» **Source extract**
· · ·

Information about using Nemesida WAF in the form of Virtual Appliance (virtual disk for KVM/VMware/VirtualBox) and Yandex VM is available in corresponding section.

The Nemesida AI module consists of Nemesida AI MLA modules (is included in the installation package of the Nemesida WAF module) and Nemesida AI MLC, whose interaction is possible in normal mode (modules operate on the same server) and mode “dot-multipoint” (the Nemesida AI MLC module operates on a dedicated server).

Python pip packages
For machine learning modules to work correctly, it is necessary to use unified versions of Python3 pip packages on servers with Nemesida AI MLA and Nemesida AI MLC installed.

Installation

DebianUbuntuCentOS
Debian 9
# apt install python3 python3-venv python3-pip python3-dev python3-setuptools libc6-dev rabbitmq-server gcc memcached
Debian 10
# apt install python3 python3-venv python3-pip python3-dev python3-setuptools libc6-dev rabbitmq-server gcc memcached
Debian 11
# apt install python3 python3-venv python3-pip python3-dev python3-setuptools libc6-dev rabbitmq-server gcc memcached

Install Nemesida AI MLC:

# apt install nwaf-mlc
Ubuntu 18.04
# apt install python3 python3-venv python3-pip python3-dev python3-setuptools libc6-dev rabbitmq-server gcc memcached
Ubuntu 20.04
# apt install python3 python3-venv python3-pip python3-dev python3-setuptools libc6-dev rabbitmq-server gcc memcached
Ubuntu 22.04
# apt install python3 python3-venv python3-pip python3-dev python3-setuptools libc6-dev rabbitmq-server gcc memcached

Install Nemesida AI MLC:

# apt install nwaf-mlc
CentOS 7
# yum install gcc rabbitmq-server python36 python36-devel python36-setuptools python36-pip memcached
# yum install nwaf-mlc
CentOS 8 Stream
Add the RabbitMQ repository by bringing the file /etc/yum.repos.d/RabbitMQ.repo to the form:

[rabbitmq_erlang]
name = rabbitmq_erlang
baseurl = https://packagecloud.io/rabbitmq/erlang/el/8/$basearch
repo_gpgcheck = 0
gpgcheck = 0
enabled = 1

[rabbitmq_server]
name = rabbitmq_server
baseurl = https://packagecloud.io/rabbitmq/rabbitmq-server/el/8/$basearch
repo_gpgcheck = 0
gpgcheck = 0
enabled = 1

Install the package:

# dnf update
# dnf install rabbitmq-server

Check the correctness of the service:

# systemctl enable rabbitmq-server
# service rabbitmq-server restart
# service rabbitmq-server status

Install Nemesida AI MLC:

# dnf install gcc python39 python39-devel python39-setuptools python39-pip memcached
# dnf install nwaf-mlc
CentOS 9 Stream
Install the packages:

# dnf install dnf-utils
# dnf install centos-release-rabbitmq-38
# dnf install rabbitmq-server

Check the correctness of the service:

# systemctl enable rabbitmq-server
# service rabbitmq-server restart
# service rabbitmq-server status

Install Nemesida AI MLC:

# dnf install gcc python3 python3-devel python3-setuptools python3-pip memcached
# dnf install nwaf-mlc

Initial setup

After installing the module, it is necessary to make the initial configuration by specifying the following parameters:

mlc.conf parameters
Default parameter
Description of the parameter

[Nemesida AI MLC]
The section responsible for the general settings of the Nemesida AI MLC module. To configure the module, make the necessary changes to the main configuration file /opt/mlc/mlc.conf
nwaf_license_key
Installing the Nemesida WAF license key when working on a dedicated server. When used on the same server with the Nemesida WAF module or when working in the Multipoint Mode mode, you do not need to use the parameter.

· · ·

» **Things to do**
• 1. For each statement (a), (b), and (c), say whether the Nemesida AI MLC installation guide supports it. Answer yes or no and quote the words from the guide that decide it.
(a) On CentOS 7, the nwaf-mlc package is installed with yum.
(b) The nwaf_license_key parameter must be set when Nemesida AI MLC runs on the same server as the Nemesida WAF module.
(c) The main configuration file of the module is /opt/mlc/mlc.conf.
• 2. Answer these questions using the Nemesida AI MLC installation guide:
(a) In "dot-multipoint" mode, where does the Nemesida AI MLC module operate?
(b) On CentOS 8 Stream, which file is edited to add the RabbitMQ repository?
(c) On CentOS 9 Stream, which RabbitMQ release package is installed before rabbitmq-server?
• 3. Write the next part of the Nemesida AI MLC installation guide, starting after its final sentence.

» **Dataset rows on where objects appear**
· · ·

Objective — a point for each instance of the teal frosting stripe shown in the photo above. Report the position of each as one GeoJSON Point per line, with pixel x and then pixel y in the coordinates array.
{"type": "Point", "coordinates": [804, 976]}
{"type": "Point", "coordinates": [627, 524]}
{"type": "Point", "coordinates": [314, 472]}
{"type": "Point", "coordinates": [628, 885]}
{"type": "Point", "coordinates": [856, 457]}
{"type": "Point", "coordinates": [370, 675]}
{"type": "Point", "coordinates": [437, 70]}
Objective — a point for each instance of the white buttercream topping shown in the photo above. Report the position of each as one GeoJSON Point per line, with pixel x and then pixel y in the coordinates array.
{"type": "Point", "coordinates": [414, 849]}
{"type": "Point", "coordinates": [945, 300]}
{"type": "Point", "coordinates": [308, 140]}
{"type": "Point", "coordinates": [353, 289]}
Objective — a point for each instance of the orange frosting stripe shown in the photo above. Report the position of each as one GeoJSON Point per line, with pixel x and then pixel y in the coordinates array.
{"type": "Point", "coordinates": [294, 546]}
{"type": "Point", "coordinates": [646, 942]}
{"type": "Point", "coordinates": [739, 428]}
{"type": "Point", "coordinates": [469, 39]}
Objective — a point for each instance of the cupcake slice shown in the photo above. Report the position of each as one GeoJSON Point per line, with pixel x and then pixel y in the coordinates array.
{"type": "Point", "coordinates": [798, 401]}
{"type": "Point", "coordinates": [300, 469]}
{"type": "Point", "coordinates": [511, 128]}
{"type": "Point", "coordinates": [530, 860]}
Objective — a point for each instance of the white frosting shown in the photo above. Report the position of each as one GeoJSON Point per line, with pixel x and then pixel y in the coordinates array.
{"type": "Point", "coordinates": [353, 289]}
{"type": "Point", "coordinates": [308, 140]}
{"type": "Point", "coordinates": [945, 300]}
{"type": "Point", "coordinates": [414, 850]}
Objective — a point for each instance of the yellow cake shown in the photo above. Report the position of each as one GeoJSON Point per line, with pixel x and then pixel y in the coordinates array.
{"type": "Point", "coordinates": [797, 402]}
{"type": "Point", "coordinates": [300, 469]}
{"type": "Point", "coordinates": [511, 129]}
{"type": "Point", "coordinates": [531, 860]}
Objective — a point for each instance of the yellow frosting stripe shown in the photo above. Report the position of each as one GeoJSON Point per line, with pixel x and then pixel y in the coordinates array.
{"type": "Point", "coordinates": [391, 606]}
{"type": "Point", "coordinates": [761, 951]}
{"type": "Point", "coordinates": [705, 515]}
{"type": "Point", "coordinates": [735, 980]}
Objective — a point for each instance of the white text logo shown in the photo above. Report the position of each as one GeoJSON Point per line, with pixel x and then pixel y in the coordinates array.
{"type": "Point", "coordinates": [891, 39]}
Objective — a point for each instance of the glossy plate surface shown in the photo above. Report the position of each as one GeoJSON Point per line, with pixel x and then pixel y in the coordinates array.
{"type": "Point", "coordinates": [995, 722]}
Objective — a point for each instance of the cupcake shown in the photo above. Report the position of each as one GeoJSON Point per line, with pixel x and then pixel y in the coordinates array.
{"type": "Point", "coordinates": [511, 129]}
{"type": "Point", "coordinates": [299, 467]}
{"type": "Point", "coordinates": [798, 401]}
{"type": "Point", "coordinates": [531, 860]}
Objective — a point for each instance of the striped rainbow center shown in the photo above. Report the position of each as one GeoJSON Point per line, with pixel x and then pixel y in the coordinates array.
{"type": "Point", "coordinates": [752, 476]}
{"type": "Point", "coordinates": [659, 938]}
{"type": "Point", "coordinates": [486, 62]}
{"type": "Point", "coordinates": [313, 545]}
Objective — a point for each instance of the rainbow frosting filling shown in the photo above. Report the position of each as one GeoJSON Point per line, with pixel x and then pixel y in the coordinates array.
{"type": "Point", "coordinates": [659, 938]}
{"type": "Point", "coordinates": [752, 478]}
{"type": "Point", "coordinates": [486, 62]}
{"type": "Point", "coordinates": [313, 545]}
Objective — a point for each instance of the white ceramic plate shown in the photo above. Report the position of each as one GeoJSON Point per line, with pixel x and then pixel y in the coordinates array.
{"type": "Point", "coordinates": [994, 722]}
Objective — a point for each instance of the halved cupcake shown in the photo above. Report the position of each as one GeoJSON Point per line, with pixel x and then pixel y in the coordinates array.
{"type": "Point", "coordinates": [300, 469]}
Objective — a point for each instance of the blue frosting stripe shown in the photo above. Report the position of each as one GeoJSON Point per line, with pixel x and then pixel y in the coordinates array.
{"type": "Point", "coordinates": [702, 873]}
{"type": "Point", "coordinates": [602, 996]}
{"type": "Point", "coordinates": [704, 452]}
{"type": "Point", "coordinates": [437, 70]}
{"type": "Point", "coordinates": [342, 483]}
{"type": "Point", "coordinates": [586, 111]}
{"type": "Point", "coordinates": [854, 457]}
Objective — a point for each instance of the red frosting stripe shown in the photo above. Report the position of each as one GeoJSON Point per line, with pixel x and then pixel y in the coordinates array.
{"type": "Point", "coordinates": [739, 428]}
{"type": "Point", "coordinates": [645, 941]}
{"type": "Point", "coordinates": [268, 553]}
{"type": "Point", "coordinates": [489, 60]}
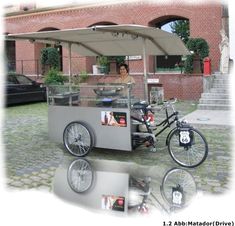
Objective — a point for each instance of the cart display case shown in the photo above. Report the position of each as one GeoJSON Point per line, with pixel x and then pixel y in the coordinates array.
{"type": "Point", "coordinates": [99, 115]}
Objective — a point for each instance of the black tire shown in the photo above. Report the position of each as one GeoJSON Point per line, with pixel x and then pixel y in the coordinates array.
{"type": "Point", "coordinates": [80, 175]}
{"type": "Point", "coordinates": [183, 181]}
{"type": "Point", "coordinates": [78, 138]}
{"type": "Point", "coordinates": [188, 156]}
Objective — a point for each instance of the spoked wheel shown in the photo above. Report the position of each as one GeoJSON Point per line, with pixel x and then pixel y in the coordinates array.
{"type": "Point", "coordinates": [80, 175]}
{"type": "Point", "coordinates": [178, 187]}
{"type": "Point", "coordinates": [78, 139]}
{"type": "Point", "coordinates": [189, 155]}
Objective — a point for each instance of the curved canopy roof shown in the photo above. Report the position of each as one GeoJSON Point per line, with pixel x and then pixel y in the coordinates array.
{"type": "Point", "coordinates": [111, 40]}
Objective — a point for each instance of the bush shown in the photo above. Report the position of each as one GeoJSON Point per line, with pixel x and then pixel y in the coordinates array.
{"type": "Point", "coordinates": [198, 46]}
{"type": "Point", "coordinates": [50, 56]}
{"type": "Point", "coordinates": [54, 77]}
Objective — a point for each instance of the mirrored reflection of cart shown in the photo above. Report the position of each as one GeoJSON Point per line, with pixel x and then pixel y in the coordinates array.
{"type": "Point", "coordinates": [123, 187]}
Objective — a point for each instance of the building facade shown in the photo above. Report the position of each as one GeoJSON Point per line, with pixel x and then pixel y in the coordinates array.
{"type": "Point", "coordinates": [205, 20]}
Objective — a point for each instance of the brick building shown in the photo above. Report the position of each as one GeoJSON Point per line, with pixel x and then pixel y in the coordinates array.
{"type": "Point", "coordinates": [205, 20]}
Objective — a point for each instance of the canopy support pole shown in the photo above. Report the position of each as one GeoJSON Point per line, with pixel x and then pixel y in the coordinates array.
{"type": "Point", "coordinates": [70, 73]}
{"type": "Point", "coordinates": [145, 70]}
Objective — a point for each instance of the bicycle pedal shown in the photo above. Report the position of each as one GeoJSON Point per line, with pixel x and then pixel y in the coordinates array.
{"type": "Point", "coordinates": [152, 149]}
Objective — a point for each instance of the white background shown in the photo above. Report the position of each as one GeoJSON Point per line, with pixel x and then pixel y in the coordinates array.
{"type": "Point", "coordinates": [42, 208]}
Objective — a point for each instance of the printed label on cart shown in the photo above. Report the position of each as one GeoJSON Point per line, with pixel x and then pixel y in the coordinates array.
{"type": "Point", "coordinates": [112, 202]}
{"type": "Point", "coordinates": [184, 138]}
{"type": "Point", "coordinates": [110, 118]}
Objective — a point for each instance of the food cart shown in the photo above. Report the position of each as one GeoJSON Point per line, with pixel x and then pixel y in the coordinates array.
{"type": "Point", "coordinates": [99, 116]}
{"type": "Point", "coordinates": [92, 116]}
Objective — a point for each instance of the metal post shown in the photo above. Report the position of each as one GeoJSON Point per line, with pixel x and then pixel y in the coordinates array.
{"type": "Point", "coordinates": [70, 75]}
{"type": "Point", "coordinates": [70, 71]}
{"type": "Point", "coordinates": [145, 70]}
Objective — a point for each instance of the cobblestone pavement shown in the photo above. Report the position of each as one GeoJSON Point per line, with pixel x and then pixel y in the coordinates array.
{"type": "Point", "coordinates": [31, 159]}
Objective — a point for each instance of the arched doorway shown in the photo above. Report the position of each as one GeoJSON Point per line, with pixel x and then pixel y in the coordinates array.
{"type": "Point", "coordinates": [10, 54]}
{"type": "Point", "coordinates": [173, 24]}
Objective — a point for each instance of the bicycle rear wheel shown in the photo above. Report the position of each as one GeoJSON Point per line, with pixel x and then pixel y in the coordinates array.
{"type": "Point", "coordinates": [178, 187]}
{"type": "Point", "coordinates": [189, 155]}
{"type": "Point", "coordinates": [78, 139]}
{"type": "Point", "coordinates": [80, 175]}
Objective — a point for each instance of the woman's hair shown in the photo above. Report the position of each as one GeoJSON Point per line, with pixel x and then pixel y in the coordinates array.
{"type": "Point", "coordinates": [124, 65]}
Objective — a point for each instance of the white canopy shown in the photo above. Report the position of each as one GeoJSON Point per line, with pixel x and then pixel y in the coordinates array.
{"type": "Point", "coordinates": [111, 40]}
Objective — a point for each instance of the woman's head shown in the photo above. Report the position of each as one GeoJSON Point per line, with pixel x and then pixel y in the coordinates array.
{"type": "Point", "coordinates": [123, 68]}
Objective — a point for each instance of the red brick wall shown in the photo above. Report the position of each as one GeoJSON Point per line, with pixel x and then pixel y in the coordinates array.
{"type": "Point", "coordinates": [205, 21]}
{"type": "Point", "coordinates": [183, 87]}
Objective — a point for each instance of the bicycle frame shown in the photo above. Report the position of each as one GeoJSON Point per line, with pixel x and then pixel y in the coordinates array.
{"type": "Point", "coordinates": [166, 123]}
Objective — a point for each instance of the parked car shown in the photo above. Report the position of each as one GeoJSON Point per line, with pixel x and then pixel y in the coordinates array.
{"type": "Point", "coordinates": [21, 89]}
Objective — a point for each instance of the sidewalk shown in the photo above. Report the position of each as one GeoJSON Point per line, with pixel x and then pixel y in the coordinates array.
{"type": "Point", "coordinates": [210, 117]}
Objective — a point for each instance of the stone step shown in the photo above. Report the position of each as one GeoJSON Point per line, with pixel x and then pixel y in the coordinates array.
{"type": "Point", "coordinates": [215, 101]}
{"type": "Point", "coordinates": [221, 81]}
{"type": "Point", "coordinates": [221, 86]}
{"type": "Point", "coordinates": [215, 95]}
{"type": "Point", "coordinates": [219, 90]}
{"type": "Point", "coordinates": [220, 76]}
{"type": "Point", "coordinates": [214, 107]}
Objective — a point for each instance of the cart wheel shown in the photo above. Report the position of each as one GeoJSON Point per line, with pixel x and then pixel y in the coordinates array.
{"type": "Point", "coordinates": [188, 156]}
{"type": "Point", "coordinates": [80, 175]}
{"type": "Point", "coordinates": [78, 139]}
{"type": "Point", "coordinates": [178, 187]}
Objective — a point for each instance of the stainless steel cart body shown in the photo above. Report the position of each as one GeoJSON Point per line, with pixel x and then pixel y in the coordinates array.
{"type": "Point", "coordinates": [93, 105]}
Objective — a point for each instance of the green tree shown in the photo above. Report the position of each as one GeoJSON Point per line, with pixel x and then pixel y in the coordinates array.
{"type": "Point", "coordinates": [198, 46]}
{"type": "Point", "coordinates": [181, 28]}
{"type": "Point", "coordinates": [54, 77]}
{"type": "Point", "coordinates": [50, 57]}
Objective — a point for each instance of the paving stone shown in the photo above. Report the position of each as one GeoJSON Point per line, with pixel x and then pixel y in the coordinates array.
{"type": "Point", "coordinates": [32, 158]}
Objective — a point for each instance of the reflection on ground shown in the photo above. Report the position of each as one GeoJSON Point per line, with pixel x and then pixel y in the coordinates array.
{"type": "Point", "coordinates": [123, 187]}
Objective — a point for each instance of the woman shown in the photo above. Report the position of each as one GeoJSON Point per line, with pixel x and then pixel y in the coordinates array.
{"type": "Point", "coordinates": [124, 76]}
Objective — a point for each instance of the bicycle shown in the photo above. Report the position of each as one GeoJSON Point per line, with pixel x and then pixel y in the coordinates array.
{"type": "Point", "coordinates": [187, 146]}
{"type": "Point", "coordinates": [177, 188]}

· · ·

» **Outputs in order**
• 1.
(a) Yes: "# yum install nwaf-mlc"
(b) No: "When used on the same server with the Nemesida WAF module or when working in the Multipoint Mode mode, you do not need to use the parameter."
(c) Yes: "make the necessary changes to the main configuration file /opt/mlc/mlc.conf"

• 2.
(a) On a dedicated server.
(b) /etc/yum.repos.d/RabbitMQ.repo
(c) centos-release-rabbitmq-38

• 3.
Usage example:

nwaf_license_key = 1234567890
api_uri
The Nemesida WAF API address for sending information about the training status of models and information about detected anomalies. If the parameter value is empty, no information will be sent.
sys_proxy
Configuring the proxy server address to access nw-auth-extra.nemesida-security.com:443 (license key verification) and nemesida-security.com:443 (loading a list of virtual hosts, loading and unloading behavioral models).

Example:

sys_proxy=http://proxy.example.com:3128
api_proxy
Configuring the proxy server address to access the Nemesida WAF API and Nemesida WAF Signtest.

Example:

api_proxy=http://proxy.example.com:3128

If the parameters have no values, the module will try to use the parameters from the file nwaf.conf.

st_enable
Sending disputed requests received from the Nemesida WAF module using RabbitMQ to the Nemesida WAF Signtest server for subsequent processing.

Disputed requests are defined as follows:
– if the signature analysis has determined the request as illegitimate, and the Nemesida AI MLC module has determined it as legitimate;
– if the signature analysis determined the request as legitimate, and the Nemesida AI MLC module determined it as illegitimate.

st_uri
The address of the Nemesida WAF Signtest server for sending disputed requests.

If the Nemesida WAF API and Nemesida WAF Signtest modules are not configured yet, then the parameters api_uri, api_proxy, st_enable, st_uri can be specified later.

After making changes, restart the server or restart the service and check its operation:

# service mlc_main restart
# service mlc_main status

Configuring

The cloud settings management functionality is enabled by default, but it can be disabled by sending a request to email.

In order to avoid errors when configuring the module, we recommend using a cloud WebApp.

Manage settings using a cloud WebApp and cloud API

Information about configuring Nemesida AI MLC using cloud WebApp and cloud API available in the relevant sections.

Manage settings using configuration files

Nemesida AI MLC

To configure the module, make the necessary changes to the configuration file /opt/mlc/mlc.conf. The /opt/mlc/mlc-example.conf file contains a complete list of available parameters.

mlc.conf parameters
Default parameter
Description of the parameter

[main]
The section responsible for the general settings of the Nemesida AI MLC module.
vhosts_list

A list of domain names used as virtual hosts for which behavioral models need to be created. Only one model is applied per request.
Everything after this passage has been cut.